◆ PROBLEMS TO WORK ON
[1] Copy the pen review's text from "I’ve also found the" up to and including "up another notch.", word for word.
[2] According to the pen review, about how much ink does the pen draw up?
[3] Condense the pen review's paragraph beginning "The Lamy 2000 fits my hand like a glove" into a short bulleted list that keeps its main facts.

◆ EXCERPT PROVIDED

** begin **

The Lamy 2000 SS employs a piston filling mechanism like it’s counterpart. The piston knob is smooth and the pen easily draws up around 2ml of ink. This does tend to go a little fast in the broad nib. The fact that the nib is mostly hidden by the grip actually makes it easier to fill the pen fully and without mess. My one gripe with the pen is that there’s no ink window to see what you have in there. Should I have opted for a fine or extra fine nib, I wouldn’t worry, but the ink-thirsty broad nib drains the pen pretty quickly. In terms of overall aesthetic of the pen, and ink window would be out of place. I don’t mind that it’s not there, but maybe fill it up before you head out to an important meeting or long class.
The Lamy 2000 fits my hand like a glove. The contoured shape is comfortable and the tapered grip allows the writer to either choke up or grip further back depending on preference. I write with the makrolon version posted, but the stainless is WAY more comfortable to me when uncapped. The 54g weight is a bit much when you’re holding the body and cap, but is much more manageable unposted. The cap throws off the balance considerably.
I’ve also found the body to be a bit slippery, despite the fact that the grips are both stainless steel in both models. The makrolon body coupled with the lighter weight helps keep the pen in hand a bit better. I’ve also found myself gripping this pen a little bit harder than I may with others, perhaps because of the weight. Also worth noting is the presence of the seams between the grip section and body. They’re slightly more pronounced than I’d like. A small, yet still bothersome detail is the vertical play in the clip. The makrolon version has zero and this has a distinct wiggle. For a pen of this price I would definitely like to see the fit and finish taken up another notch.

** end **

◆ PROVIDED RECORDS

** begin **

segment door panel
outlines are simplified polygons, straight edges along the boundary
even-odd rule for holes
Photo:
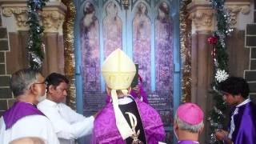
[[[79,44],[77,66],[81,68],[83,113],[102,109],[106,93],[100,74],[104,59],[122,48],[138,63],[150,105],[160,114],[168,143],[172,142],[174,118],[174,23],[172,1],[79,1]],[[80,86],[81,87],[81,86]]]

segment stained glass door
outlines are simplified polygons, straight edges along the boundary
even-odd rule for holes
[[[180,95],[178,38],[174,34],[178,23],[173,14],[178,4],[172,0],[127,2],[124,6],[121,0],[75,1],[78,110],[90,115],[106,105],[100,68],[112,51],[121,48],[138,64],[150,105],[165,124],[166,142],[172,143],[174,102]]]

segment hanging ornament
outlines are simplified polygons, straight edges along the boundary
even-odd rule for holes
[[[218,82],[225,81],[226,78],[229,78],[229,74],[224,70],[218,69],[215,74],[215,78]]]
[[[211,44],[211,45],[215,45],[218,42],[218,38],[214,37],[214,36],[210,36],[208,39],[208,43]]]

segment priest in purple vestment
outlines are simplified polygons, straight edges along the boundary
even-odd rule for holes
[[[10,89],[16,102],[0,118],[0,143],[36,137],[45,143],[58,144],[50,120],[36,106],[45,98],[45,78],[41,73],[31,69],[14,73]]]
[[[129,94],[136,69],[133,61],[117,49],[102,67],[111,102],[94,120],[91,143],[149,143],[165,139],[163,123],[158,112]]]
[[[249,98],[249,85],[242,78],[230,77],[219,84],[224,101],[231,106],[228,131],[215,135],[225,143],[256,143],[256,106]]]
[[[182,104],[175,114],[174,132],[178,144],[197,144],[198,137],[202,131],[203,112],[194,103]]]
[[[138,74],[138,83],[135,87],[133,87],[131,89],[131,91],[130,94],[133,96],[134,98],[138,98],[140,99],[142,102],[145,103],[149,103],[149,101],[147,100],[147,94],[146,91],[143,89],[143,80],[142,77]],[[110,95],[106,96],[106,102],[109,103],[111,101],[111,97]]]

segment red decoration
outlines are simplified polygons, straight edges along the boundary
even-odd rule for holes
[[[211,36],[207,39],[208,42],[211,45],[215,45],[218,42],[218,38],[214,36]]]

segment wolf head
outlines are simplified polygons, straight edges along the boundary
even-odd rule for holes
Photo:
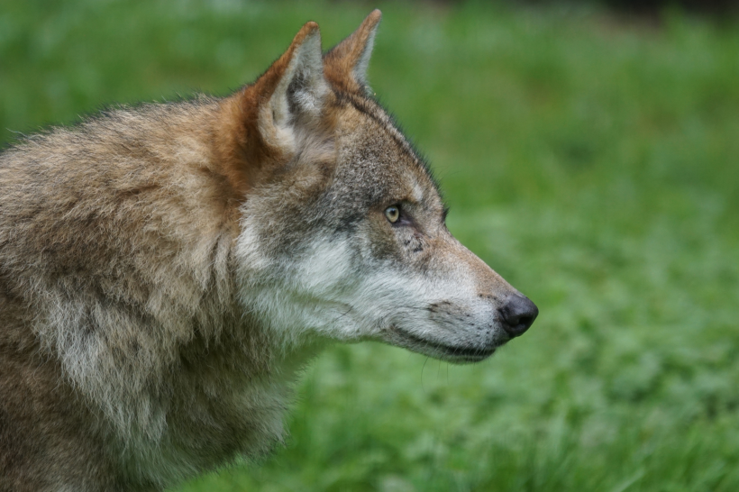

** end **

◆ SOLUTIONS TO THE EXERCISE
[1]
I’ve also found the body to be a bit slippery, despite the fact that the grips are both stainless steel in both models. The makrolon body coupled with the lighter weight helps keep the pen in hand a bit better. I’ve also found myself gripping this pen a little bit harder than I may with others, perhaps because of the weight. Also worth noting is the presence of the seams between the grip section and body. They’re slightly more pronounced than I’d like. A small, yet still bothersome detail is the vertical play in the clip. The makrolon version has zero and this has a distinct wiggle. For a pen of this price I would definitely like to see the fit and finish taken up another notch.

[2] Around 2ml.

[3]
- The Lamy 2000 fits the hand like a glove, with a comfortable contoured shape.
- Its tapered grip lets the writer hold it closer to or further from the nib.
- The makrolon version is used posted, but the stainless version is far more comfortable uncapped.
- The 54g weight is heavy with the cap on but more manageable unposted.
- The cap considerably throws off the balance.